* TASK ITEM *
Return a copy of every line in the records that includes the word "hand".

[DATA SHOWN Boundary: Start]

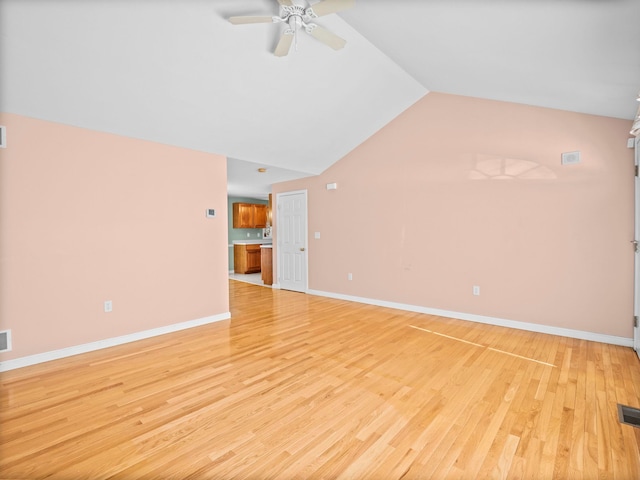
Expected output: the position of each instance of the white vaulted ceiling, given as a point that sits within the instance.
(177, 72)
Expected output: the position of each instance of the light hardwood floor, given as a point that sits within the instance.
(298, 386)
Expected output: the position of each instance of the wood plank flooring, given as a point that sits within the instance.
(298, 386)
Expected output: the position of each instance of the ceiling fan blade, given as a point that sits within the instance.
(327, 37)
(284, 45)
(243, 20)
(331, 6)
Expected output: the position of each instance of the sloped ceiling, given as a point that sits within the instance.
(179, 73)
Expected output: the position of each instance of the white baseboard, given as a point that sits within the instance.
(109, 342)
(532, 327)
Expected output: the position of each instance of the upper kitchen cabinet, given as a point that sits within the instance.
(249, 215)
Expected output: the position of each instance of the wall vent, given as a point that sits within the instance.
(629, 415)
(5, 340)
(570, 158)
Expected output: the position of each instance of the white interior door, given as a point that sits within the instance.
(636, 300)
(292, 240)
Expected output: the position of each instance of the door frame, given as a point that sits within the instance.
(636, 268)
(306, 236)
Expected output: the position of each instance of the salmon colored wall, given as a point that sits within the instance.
(458, 192)
(87, 217)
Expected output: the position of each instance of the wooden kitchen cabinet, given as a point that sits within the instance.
(246, 258)
(249, 215)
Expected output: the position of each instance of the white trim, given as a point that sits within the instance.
(501, 322)
(109, 342)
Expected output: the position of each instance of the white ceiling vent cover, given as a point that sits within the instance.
(5, 341)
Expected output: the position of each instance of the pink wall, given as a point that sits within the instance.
(87, 217)
(458, 192)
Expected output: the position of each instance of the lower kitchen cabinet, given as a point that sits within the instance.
(246, 258)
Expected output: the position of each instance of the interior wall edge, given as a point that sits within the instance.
(107, 343)
(499, 322)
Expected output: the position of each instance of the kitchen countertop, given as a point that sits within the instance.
(263, 241)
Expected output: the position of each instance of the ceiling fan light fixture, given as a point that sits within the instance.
(297, 18)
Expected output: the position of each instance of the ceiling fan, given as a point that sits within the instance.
(298, 17)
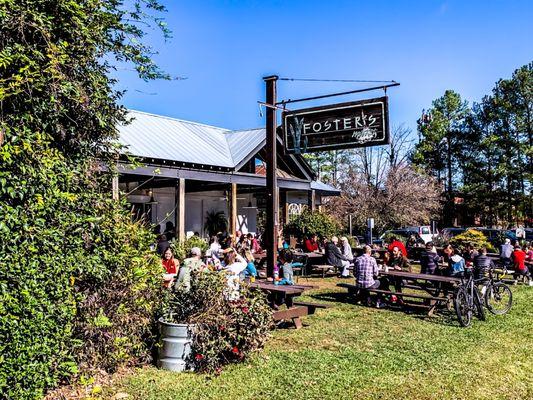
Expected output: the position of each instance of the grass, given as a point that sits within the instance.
(354, 352)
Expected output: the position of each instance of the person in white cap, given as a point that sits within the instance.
(193, 263)
(505, 253)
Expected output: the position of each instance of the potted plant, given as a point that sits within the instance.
(202, 330)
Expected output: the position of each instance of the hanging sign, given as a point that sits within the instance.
(338, 126)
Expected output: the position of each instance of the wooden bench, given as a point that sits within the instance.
(293, 313)
(324, 268)
(354, 290)
(311, 307)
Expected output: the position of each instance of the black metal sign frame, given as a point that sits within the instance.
(354, 124)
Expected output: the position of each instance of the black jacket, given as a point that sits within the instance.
(333, 255)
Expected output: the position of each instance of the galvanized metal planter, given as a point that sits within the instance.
(175, 346)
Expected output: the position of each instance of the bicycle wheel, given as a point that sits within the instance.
(478, 303)
(462, 309)
(498, 298)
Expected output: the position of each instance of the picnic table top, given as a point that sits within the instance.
(286, 289)
(427, 277)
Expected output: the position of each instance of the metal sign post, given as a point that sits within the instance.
(272, 204)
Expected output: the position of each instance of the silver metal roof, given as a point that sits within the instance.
(159, 137)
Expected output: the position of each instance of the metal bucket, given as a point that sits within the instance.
(175, 346)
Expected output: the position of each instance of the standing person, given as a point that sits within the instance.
(335, 258)
(456, 264)
(347, 251)
(469, 255)
(193, 263)
(519, 263)
(447, 253)
(506, 250)
(429, 260)
(162, 244)
(168, 261)
(482, 263)
(214, 248)
(285, 259)
(170, 231)
(254, 244)
(366, 273)
(529, 252)
(250, 270)
(234, 264)
(311, 244)
(398, 261)
(396, 243)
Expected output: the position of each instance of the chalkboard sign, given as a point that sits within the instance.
(338, 126)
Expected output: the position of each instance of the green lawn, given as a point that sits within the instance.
(354, 352)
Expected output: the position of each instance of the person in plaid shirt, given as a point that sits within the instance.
(366, 269)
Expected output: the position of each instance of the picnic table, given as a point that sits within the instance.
(285, 294)
(436, 288)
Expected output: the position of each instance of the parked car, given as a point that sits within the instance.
(424, 231)
(404, 232)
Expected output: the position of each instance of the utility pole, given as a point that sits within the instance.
(272, 206)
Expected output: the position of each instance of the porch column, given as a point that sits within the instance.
(233, 210)
(114, 187)
(284, 207)
(311, 200)
(180, 209)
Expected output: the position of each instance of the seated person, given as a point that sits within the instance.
(396, 243)
(285, 259)
(429, 260)
(398, 261)
(456, 264)
(193, 263)
(311, 244)
(335, 258)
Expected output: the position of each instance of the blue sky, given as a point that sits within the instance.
(224, 48)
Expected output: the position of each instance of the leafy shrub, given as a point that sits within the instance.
(309, 223)
(474, 237)
(67, 266)
(119, 298)
(224, 331)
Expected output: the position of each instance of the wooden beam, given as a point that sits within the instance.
(114, 187)
(233, 209)
(284, 207)
(180, 209)
(311, 200)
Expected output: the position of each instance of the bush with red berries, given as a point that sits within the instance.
(224, 331)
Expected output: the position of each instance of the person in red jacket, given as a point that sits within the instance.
(311, 244)
(396, 243)
(519, 262)
(169, 262)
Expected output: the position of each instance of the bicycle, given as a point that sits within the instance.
(498, 297)
(467, 301)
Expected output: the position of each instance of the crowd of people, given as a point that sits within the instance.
(234, 255)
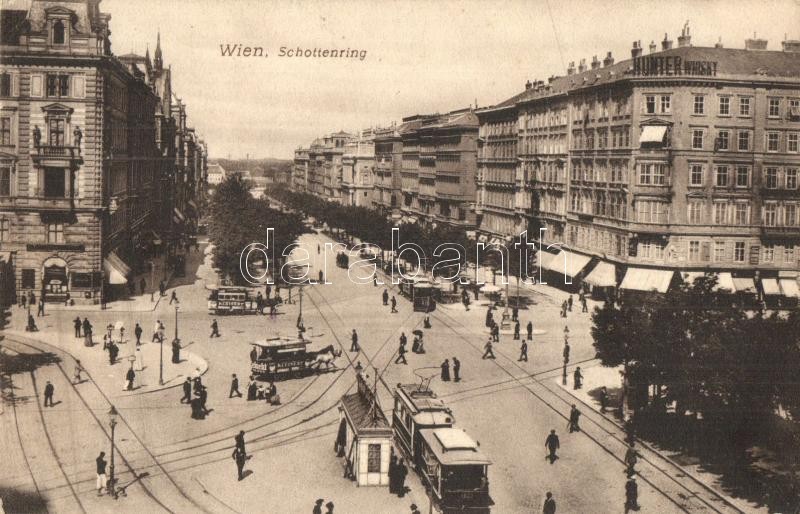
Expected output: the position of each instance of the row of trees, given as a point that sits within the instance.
(731, 367)
(371, 225)
(237, 220)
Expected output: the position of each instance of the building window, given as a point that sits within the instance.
(738, 251)
(665, 104)
(791, 142)
(724, 106)
(742, 176)
(5, 84)
(719, 251)
(5, 180)
(695, 212)
(722, 176)
(697, 139)
(650, 104)
(699, 104)
(770, 214)
(5, 131)
(773, 141)
(771, 175)
(696, 175)
(723, 140)
(59, 33)
(791, 178)
(694, 250)
(774, 109)
(744, 141)
(57, 85)
(744, 106)
(55, 233)
(720, 213)
(742, 213)
(56, 131)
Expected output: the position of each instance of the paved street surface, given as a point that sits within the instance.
(508, 406)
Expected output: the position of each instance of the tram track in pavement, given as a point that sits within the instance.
(131, 469)
(650, 480)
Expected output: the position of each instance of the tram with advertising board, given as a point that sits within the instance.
(449, 462)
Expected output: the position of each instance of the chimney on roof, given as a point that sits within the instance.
(636, 51)
(685, 39)
(667, 43)
(755, 43)
(791, 45)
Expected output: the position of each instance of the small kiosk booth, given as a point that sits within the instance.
(364, 438)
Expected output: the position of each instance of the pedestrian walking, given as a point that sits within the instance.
(76, 377)
(574, 418)
(488, 353)
(187, 391)
(234, 387)
(240, 459)
(102, 480)
(239, 439)
(130, 376)
(603, 399)
(552, 444)
(577, 378)
(445, 371)
(549, 506)
(49, 390)
(523, 352)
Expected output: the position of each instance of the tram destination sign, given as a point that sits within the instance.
(650, 65)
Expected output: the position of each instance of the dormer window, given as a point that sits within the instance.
(59, 33)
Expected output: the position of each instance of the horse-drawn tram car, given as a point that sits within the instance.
(448, 461)
(278, 358)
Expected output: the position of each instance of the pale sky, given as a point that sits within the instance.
(422, 56)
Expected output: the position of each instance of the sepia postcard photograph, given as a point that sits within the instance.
(400, 256)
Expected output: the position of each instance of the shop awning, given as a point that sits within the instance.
(569, 263)
(744, 285)
(770, 286)
(653, 134)
(116, 270)
(643, 279)
(789, 287)
(603, 275)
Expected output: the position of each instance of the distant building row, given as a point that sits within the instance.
(686, 158)
(99, 167)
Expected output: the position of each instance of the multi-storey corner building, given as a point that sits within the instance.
(358, 170)
(82, 162)
(439, 160)
(684, 158)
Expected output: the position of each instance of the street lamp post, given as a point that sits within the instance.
(112, 487)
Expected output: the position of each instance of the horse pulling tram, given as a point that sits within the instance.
(448, 461)
(284, 357)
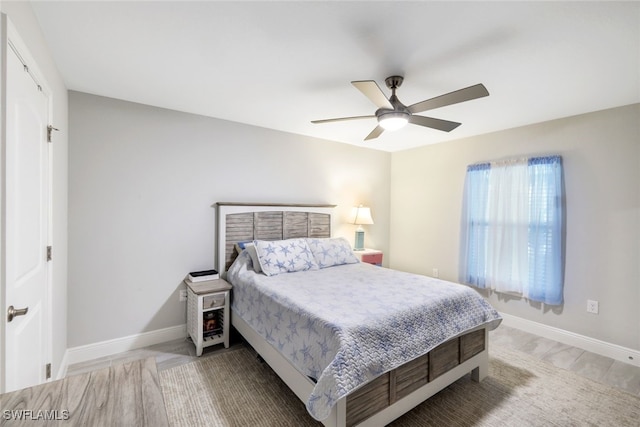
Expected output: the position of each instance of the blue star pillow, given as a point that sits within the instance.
(284, 256)
(330, 252)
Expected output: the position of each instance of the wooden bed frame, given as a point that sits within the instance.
(385, 398)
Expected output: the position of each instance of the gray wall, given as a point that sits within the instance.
(142, 182)
(601, 155)
(22, 17)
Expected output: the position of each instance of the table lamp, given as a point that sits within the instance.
(360, 216)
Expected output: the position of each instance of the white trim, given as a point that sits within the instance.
(87, 352)
(64, 364)
(593, 345)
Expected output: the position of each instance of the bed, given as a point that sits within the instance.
(351, 360)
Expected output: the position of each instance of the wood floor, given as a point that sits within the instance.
(590, 365)
(126, 394)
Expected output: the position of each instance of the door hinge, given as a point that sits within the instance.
(50, 129)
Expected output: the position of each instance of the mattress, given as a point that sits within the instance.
(345, 325)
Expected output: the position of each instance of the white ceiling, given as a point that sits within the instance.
(280, 65)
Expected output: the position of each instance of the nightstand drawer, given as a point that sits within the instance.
(211, 301)
(372, 258)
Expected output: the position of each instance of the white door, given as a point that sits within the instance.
(26, 223)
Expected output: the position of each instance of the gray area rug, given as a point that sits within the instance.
(233, 388)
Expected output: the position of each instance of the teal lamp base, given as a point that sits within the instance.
(359, 242)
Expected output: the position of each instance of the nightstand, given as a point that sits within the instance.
(208, 314)
(370, 256)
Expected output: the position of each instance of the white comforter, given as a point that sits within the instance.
(346, 325)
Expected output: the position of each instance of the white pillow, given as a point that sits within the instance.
(251, 250)
(331, 252)
(284, 256)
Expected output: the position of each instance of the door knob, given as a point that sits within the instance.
(13, 312)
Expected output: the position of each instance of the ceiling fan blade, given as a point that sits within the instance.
(462, 95)
(430, 122)
(375, 133)
(341, 119)
(371, 90)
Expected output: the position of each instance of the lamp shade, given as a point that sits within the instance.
(361, 216)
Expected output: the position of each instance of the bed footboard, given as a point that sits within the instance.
(394, 393)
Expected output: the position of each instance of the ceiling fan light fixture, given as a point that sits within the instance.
(393, 120)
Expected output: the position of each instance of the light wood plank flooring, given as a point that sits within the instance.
(590, 365)
(126, 394)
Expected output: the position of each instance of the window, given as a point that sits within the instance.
(512, 228)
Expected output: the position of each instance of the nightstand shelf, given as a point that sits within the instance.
(370, 256)
(208, 314)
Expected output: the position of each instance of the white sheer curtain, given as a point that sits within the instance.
(508, 227)
(512, 229)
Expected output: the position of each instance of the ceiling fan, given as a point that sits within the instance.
(393, 114)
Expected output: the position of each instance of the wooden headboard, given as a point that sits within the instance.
(266, 221)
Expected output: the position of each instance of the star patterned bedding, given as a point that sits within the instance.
(346, 324)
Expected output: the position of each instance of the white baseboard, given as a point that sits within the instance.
(119, 345)
(603, 348)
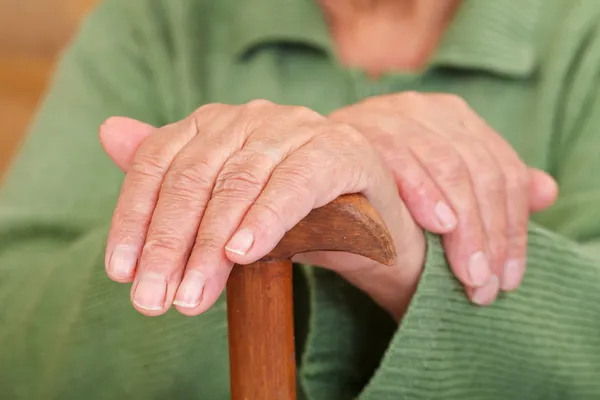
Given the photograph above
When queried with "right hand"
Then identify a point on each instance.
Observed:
(460, 179)
(223, 186)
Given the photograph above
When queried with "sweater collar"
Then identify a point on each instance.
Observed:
(497, 36)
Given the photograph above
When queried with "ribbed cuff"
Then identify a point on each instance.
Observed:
(541, 341)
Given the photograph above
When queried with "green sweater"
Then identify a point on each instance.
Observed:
(531, 68)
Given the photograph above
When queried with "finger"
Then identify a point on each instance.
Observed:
(313, 176)
(517, 201)
(418, 190)
(184, 193)
(490, 190)
(485, 295)
(466, 245)
(237, 186)
(422, 197)
(138, 198)
(121, 138)
(543, 190)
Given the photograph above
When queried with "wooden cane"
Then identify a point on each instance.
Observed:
(259, 296)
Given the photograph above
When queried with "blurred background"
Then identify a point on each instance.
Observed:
(32, 34)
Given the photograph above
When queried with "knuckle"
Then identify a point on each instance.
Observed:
(491, 180)
(164, 246)
(207, 243)
(497, 244)
(447, 167)
(149, 164)
(189, 179)
(452, 100)
(517, 177)
(518, 239)
(305, 113)
(259, 103)
(410, 97)
(268, 211)
(209, 108)
(239, 184)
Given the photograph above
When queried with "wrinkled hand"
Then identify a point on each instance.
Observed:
(223, 186)
(459, 178)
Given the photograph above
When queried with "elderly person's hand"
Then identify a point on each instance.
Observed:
(458, 178)
(223, 186)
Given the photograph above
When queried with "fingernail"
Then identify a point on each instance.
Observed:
(479, 269)
(190, 290)
(241, 242)
(513, 272)
(445, 215)
(123, 261)
(150, 292)
(485, 295)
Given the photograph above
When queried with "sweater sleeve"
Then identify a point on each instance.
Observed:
(541, 341)
(66, 331)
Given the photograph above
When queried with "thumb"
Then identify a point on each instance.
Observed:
(543, 190)
(120, 137)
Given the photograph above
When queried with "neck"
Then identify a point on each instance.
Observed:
(365, 30)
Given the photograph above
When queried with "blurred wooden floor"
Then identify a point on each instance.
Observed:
(32, 33)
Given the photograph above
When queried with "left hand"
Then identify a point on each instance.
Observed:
(173, 229)
(458, 178)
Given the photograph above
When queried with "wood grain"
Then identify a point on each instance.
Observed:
(259, 296)
(32, 33)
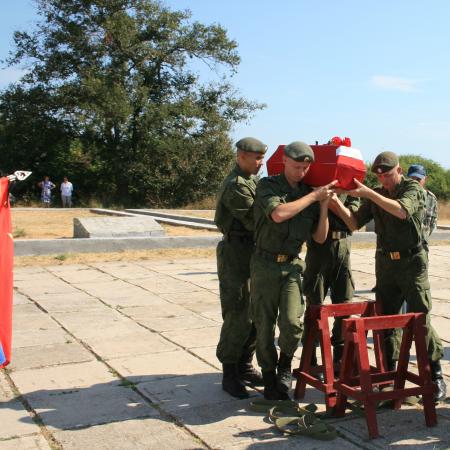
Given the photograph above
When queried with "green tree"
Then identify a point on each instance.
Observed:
(121, 87)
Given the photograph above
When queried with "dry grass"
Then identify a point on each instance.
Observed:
(58, 224)
(45, 223)
(173, 230)
(135, 255)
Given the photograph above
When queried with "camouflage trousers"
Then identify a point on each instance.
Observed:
(238, 334)
(406, 280)
(276, 297)
(328, 268)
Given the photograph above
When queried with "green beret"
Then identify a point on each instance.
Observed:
(384, 162)
(299, 151)
(251, 145)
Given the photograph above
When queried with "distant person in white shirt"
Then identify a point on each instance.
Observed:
(66, 193)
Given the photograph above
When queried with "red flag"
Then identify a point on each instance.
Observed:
(6, 275)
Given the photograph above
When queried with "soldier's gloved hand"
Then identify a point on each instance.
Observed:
(361, 190)
(325, 192)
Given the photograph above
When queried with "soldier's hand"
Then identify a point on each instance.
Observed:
(361, 190)
(324, 192)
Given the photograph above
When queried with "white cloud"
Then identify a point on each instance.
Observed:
(10, 75)
(394, 83)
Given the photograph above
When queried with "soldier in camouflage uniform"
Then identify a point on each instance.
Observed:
(234, 218)
(417, 172)
(287, 213)
(328, 268)
(401, 262)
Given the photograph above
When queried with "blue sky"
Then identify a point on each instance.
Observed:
(377, 72)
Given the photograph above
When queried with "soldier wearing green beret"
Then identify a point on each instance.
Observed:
(287, 213)
(401, 263)
(328, 268)
(234, 218)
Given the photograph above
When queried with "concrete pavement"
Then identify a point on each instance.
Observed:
(121, 355)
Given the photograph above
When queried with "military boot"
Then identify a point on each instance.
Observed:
(437, 377)
(247, 373)
(271, 391)
(231, 382)
(284, 373)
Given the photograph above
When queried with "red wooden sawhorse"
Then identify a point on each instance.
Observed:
(360, 387)
(317, 318)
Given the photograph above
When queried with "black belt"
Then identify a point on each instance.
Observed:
(241, 238)
(395, 255)
(338, 234)
(274, 257)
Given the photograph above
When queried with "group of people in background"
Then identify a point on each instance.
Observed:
(66, 189)
(264, 283)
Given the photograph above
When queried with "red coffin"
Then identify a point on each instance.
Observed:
(331, 162)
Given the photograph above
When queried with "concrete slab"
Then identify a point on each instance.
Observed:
(138, 343)
(208, 354)
(231, 426)
(19, 299)
(65, 378)
(404, 428)
(119, 227)
(166, 285)
(14, 418)
(80, 407)
(165, 365)
(143, 433)
(182, 298)
(155, 366)
(200, 337)
(124, 270)
(25, 338)
(186, 322)
(179, 394)
(49, 355)
(76, 301)
(84, 275)
(160, 310)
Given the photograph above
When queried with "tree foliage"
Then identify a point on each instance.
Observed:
(113, 99)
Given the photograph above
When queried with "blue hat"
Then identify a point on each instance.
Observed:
(417, 171)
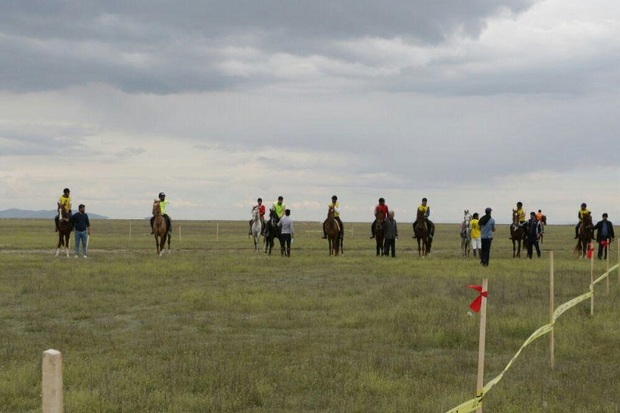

[DATA SHOWN Boundary: End]

* PROBLEM SOLUTION *
When queried with "right hand"
When queried with "wrinkled hand"
When queried with "elderly person's hand"
When queried with "left hand"
When queried with "soldier's gloved hand"
When queried with "soldier's hand"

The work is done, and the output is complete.